To do -
Copy every item below, substituting "should" for each occurrence of "MUST" and changing nothing else. Omit the pictures from your copy.

# # # # # # #

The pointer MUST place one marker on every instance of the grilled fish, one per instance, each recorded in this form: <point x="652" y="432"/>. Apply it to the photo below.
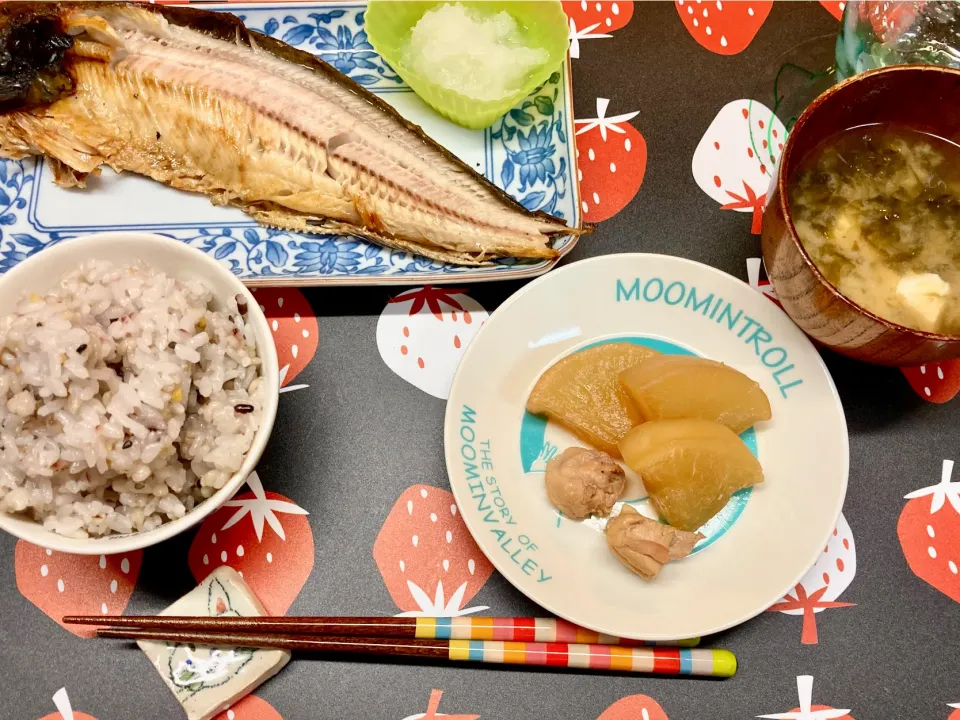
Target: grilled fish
<point x="195" y="100"/>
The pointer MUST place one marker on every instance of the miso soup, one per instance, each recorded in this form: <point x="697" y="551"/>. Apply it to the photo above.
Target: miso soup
<point x="877" y="208"/>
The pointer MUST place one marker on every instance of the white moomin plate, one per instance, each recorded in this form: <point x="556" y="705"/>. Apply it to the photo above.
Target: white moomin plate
<point x="756" y="548"/>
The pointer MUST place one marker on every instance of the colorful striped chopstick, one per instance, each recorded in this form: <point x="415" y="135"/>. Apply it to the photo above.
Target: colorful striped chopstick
<point x="505" y="629"/>
<point x="657" y="661"/>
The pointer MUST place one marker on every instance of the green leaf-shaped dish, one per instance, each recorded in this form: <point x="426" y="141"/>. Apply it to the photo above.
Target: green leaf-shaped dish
<point x="389" y="23"/>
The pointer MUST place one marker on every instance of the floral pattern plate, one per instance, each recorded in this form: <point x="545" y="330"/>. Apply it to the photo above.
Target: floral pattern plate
<point x="529" y="153"/>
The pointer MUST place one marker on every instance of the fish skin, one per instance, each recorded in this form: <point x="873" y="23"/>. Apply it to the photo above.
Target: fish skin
<point x="195" y="100"/>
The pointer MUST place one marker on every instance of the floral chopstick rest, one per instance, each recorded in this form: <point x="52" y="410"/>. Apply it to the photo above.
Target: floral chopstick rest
<point x="207" y="681"/>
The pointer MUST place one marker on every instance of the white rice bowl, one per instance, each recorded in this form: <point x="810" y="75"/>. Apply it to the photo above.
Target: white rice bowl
<point x="127" y="397"/>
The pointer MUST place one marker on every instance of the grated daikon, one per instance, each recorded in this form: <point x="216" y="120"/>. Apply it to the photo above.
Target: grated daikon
<point x="481" y="56"/>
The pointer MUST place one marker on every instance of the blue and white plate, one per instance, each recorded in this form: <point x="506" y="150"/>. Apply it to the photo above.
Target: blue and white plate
<point x="754" y="550"/>
<point x="529" y="152"/>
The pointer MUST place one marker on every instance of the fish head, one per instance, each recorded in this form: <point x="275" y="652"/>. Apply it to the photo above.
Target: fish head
<point x="33" y="56"/>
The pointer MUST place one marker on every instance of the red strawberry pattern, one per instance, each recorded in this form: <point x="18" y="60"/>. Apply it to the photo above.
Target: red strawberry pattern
<point x="60" y="584"/>
<point x="423" y="333"/>
<point x="823" y="583"/>
<point x="275" y="562"/>
<point x="592" y="20"/>
<point x="432" y="714"/>
<point x="808" y="711"/>
<point x="64" y="711"/>
<point x="611" y="162"/>
<point x="634" y="707"/>
<point x="834" y="8"/>
<point x="250" y="708"/>
<point x="429" y="563"/>
<point x="723" y="27"/>
<point x="929" y="533"/>
<point x="735" y="160"/>
<point x="762" y="286"/>
<point x="295" y="330"/>
<point x="936" y="382"/>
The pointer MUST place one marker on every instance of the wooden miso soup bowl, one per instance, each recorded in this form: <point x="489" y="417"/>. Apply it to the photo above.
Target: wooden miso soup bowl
<point x="923" y="97"/>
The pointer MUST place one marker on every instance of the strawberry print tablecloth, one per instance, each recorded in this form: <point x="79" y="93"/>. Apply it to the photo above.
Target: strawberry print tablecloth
<point x="350" y="511"/>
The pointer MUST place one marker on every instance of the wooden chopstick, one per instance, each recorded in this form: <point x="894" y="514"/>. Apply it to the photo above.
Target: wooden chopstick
<point x="657" y="661"/>
<point x="508" y="629"/>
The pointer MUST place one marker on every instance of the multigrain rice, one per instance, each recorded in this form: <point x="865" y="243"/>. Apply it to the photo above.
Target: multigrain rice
<point x="126" y="398"/>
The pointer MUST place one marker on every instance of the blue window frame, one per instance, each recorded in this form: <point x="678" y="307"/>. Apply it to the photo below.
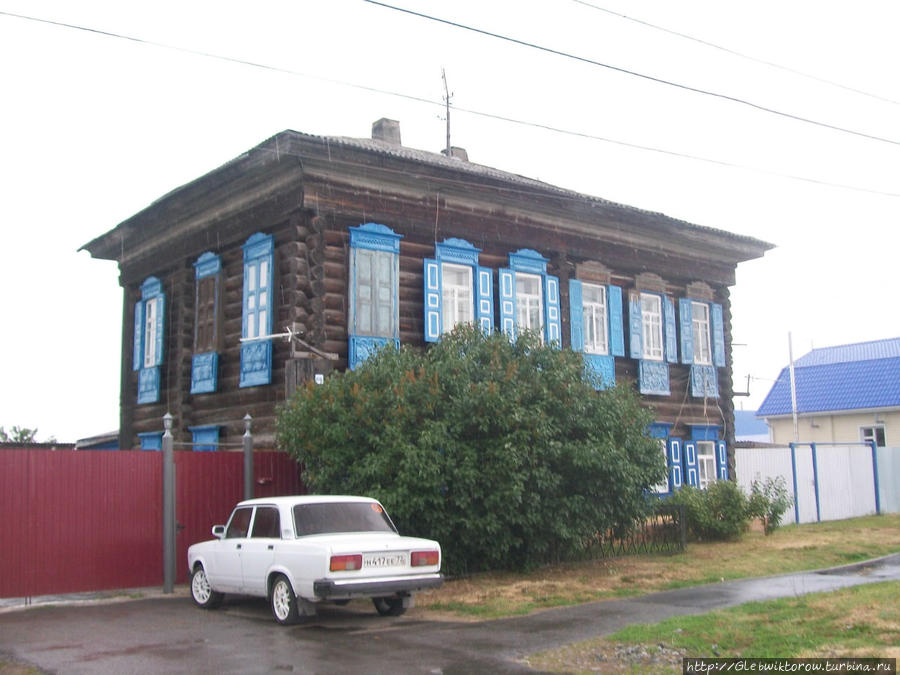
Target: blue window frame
<point x="457" y="289"/>
<point x="149" y="339"/>
<point x="702" y="344"/>
<point x="705" y="456"/>
<point x="529" y="297"/>
<point x="151" y="440"/>
<point x="652" y="339"/>
<point x="660" y="432"/>
<point x="205" y="438"/>
<point x="374" y="318"/>
<point x="256" y="325"/>
<point x="595" y="323"/>
<point x="207" y="324"/>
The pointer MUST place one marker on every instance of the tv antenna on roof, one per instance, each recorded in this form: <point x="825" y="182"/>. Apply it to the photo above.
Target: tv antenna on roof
<point x="447" y="97"/>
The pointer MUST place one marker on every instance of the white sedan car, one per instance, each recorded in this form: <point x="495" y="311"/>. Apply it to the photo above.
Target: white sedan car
<point x="301" y="551"/>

# # # # # # #

Output below -
The pointer should place one marker on every instance of the grilled fish, one per instance, each recorded in this form: <point x="652" y="432"/>. Apply it to the photo below.
Target: grilled fish
<point x="195" y="100"/>
The pointer should place one marker on every instance of the miso soup, one per instance, each recorded in this form: <point x="697" y="551"/>. Apply it to the photo above.
Target: miso soup
<point x="877" y="208"/>
The pointer should place one marker on every instance of the white moomin plate, one per instance, each recorded in this form: <point x="556" y="705"/>. Apply it to the photo above.
Target: white moomin plate
<point x="756" y="548"/>
The pointer should place one marker on every instance of the colorful striped chopstick, one per instance, each recorded in this form: <point x="415" y="135"/>. Apply it to the photo above.
Target: colorful striped chopstick
<point x="505" y="629"/>
<point x="657" y="661"/>
The pointer should place one marker on every instance of the green leaf-shaped dish, one per instance, each recorded in this form: <point x="426" y="141"/>. Apply it to the photo above.
Target: green leaf-shaped dish
<point x="389" y="23"/>
The pointer should place one marker on every instance of the floral pattern plate, one per instance, each recorded in this form: <point x="545" y="330"/>. Apply it to the photo above.
Target: floral pattern plate
<point x="529" y="153"/>
The pointer should place one marker on every instance of the fish skin, one per instance, each recorded in this form: <point x="873" y="23"/>. Apply it to the photo above.
Target: fish skin
<point x="195" y="100"/>
The pointer should place one marker on every instance of the floral chopstick rest, one per instance, each recorded in this form: <point x="52" y="410"/>. Apply it to the photo above.
Target: floral chopstick rest
<point x="207" y="681"/>
The pointer should place one marker on every instance of the white rice bowl, one per instance, each recorded in this form: <point x="810" y="75"/>. Apply it to the photo above.
Target: white rice bowl
<point x="127" y="397"/>
The pointer should place one marker on every instance of the grated daikon, one per instance, each recorded in this form: <point x="216" y="120"/>. Apply it to the photo above.
Target: grated daikon
<point x="481" y="56"/>
The pointer should place one marker on every instance of the blue and white plate, one per instance, each recorded in this form: <point x="506" y="150"/>. Apply it to the photo above.
Target: blue and white plate
<point x="754" y="550"/>
<point x="529" y="152"/>
The pointer should place one marker on every instance of the fish head, one per instance, each recorded in this form: <point x="275" y="652"/>. Apply it to the photo above.
Target: fish head
<point x="33" y="56"/>
The pointer should place one marker on every instance of the red strawberry pattern, one per instance, each recorded in this form: <point x="18" y="60"/>. Apply it to the photo above.
Target: red strawberry pattern
<point x="60" y="584"/>
<point x="423" y="333"/>
<point x="823" y="583"/>
<point x="275" y="562"/>
<point x="592" y="20"/>
<point x="432" y="714"/>
<point x="808" y="711"/>
<point x="64" y="711"/>
<point x="611" y="162"/>
<point x="634" y="707"/>
<point x="834" y="8"/>
<point x="250" y="708"/>
<point x="429" y="563"/>
<point x="723" y="27"/>
<point x="929" y="533"/>
<point x="735" y="160"/>
<point x="762" y="286"/>
<point x="295" y="330"/>
<point x="936" y="382"/>
The pointer should place one marker on every instance of the wooden miso soup bowl, one per instance, each recorded in this form: <point x="489" y="417"/>. Apply it to the photo above.
Target: wooden miso soup bowl
<point x="923" y="97"/>
The pointer should place one marker on every instance of the strawberry print tablecloth, one per instance, each recorded in this form: <point x="79" y="93"/>. Apply it to the photo above.
Target: strawberry print tablecloth
<point x="350" y="511"/>
The pointer should place one marker on every instance of the wooden chopstick, one per instance, each recorded in this form: <point x="894" y="514"/>. Apply it to the photo above.
Target: wooden chopstick
<point x="657" y="661"/>
<point x="508" y="629"/>
The pointer should place one marker on every instance of the multigrain rice, one per instance, each recorded in this form: <point x="865" y="243"/>. Apply it to the photo above.
Target: multigrain rice
<point x="126" y="398"/>
The pointer should place one marker on every instance of the blue window frame, one per instance, each recorded in this form: <point x="678" y="307"/>. Apply it to the photo below.
Target: blue window frame
<point x="457" y="289"/>
<point x="149" y="339"/>
<point x="702" y="344"/>
<point x="705" y="456"/>
<point x="529" y="297"/>
<point x="151" y="440"/>
<point x="652" y="339"/>
<point x="660" y="432"/>
<point x="205" y="438"/>
<point x="374" y="318"/>
<point x="256" y="325"/>
<point x="595" y="323"/>
<point x="207" y="324"/>
The pointer should place one marker on every instance of the tv antenna on roof, one per instance, each recorded in this form: <point x="825" y="182"/>. Apply it to the photo above.
Target: tv antenna on roof
<point x="447" y="97"/>
The pointer should place one marker on every instance of the white sedan car, one per instance, each recorded in this form: <point x="495" y="311"/>. Apply it to the photo above.
Target: white sedan car
<point x="301" y="551"/>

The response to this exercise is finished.